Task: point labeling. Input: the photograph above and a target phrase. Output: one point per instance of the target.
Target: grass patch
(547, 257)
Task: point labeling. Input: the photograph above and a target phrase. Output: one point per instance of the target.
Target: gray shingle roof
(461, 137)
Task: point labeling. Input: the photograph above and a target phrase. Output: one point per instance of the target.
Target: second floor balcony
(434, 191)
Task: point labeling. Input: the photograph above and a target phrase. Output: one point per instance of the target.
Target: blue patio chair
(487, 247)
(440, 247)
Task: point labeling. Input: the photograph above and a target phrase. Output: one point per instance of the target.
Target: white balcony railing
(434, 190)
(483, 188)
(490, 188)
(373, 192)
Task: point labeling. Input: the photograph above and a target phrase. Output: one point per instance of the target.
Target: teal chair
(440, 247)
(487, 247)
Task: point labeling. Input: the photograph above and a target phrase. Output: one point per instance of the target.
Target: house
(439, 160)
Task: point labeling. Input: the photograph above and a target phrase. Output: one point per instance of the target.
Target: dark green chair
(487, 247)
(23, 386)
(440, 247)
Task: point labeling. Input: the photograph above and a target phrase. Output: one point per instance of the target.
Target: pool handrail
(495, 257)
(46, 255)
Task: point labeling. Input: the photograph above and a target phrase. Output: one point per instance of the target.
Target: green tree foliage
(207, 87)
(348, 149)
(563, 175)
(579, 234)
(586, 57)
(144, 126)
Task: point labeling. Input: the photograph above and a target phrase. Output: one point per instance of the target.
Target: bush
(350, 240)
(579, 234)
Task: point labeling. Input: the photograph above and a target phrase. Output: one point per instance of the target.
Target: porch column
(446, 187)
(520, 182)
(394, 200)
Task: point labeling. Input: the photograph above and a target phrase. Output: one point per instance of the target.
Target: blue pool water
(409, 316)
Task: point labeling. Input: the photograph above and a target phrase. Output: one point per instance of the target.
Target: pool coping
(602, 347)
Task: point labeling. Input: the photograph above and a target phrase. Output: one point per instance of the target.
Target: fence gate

+++

- [Task]: Would you give again, word for word, every line from the one with "Target: dark green chair" through the final line of the listing above?

- [Response]:
Target: dark green chair
(487, 247)
(23, 386)
(440, 247)
Task: point labeling. Input: the photograph above and a target phrase. Output: one point per instance of the target.
Target: pool handrail
(495, 257)
(46, 255)
Task: point labeling. Input: the photograph above and a target phrase. Output: one point per instance of the target.
Target: green tree foliage
(207, 87)
(348, 149)
(563, 175)
(579, 234)
(586, 57)
(144, 126)
Task: point labeling. Input: the photograph above and a target phrase. Output: one point per instance of the target.
Target: bush
(350, 240)
(579, 234)
Task: point labeling. Input: the photograph above and a target phrase. Output: one point per instance of the target.
Target: porch column
(446, 187)
(520, 182)
(394, 200)
Task: point labeling. Input: the photograph above and a target phrase. Output: one point per instance of the target.
Target: blue pool water
(409, 316)
Task: point labeling. Input: the photograph above and a target phrase. Output: one point per instance of the target.
Target: pool coping
(602, 347)
Task: point labeling. Input: the photograph above and a target phrase. Output: one point per instance of the target.
Target: fence gate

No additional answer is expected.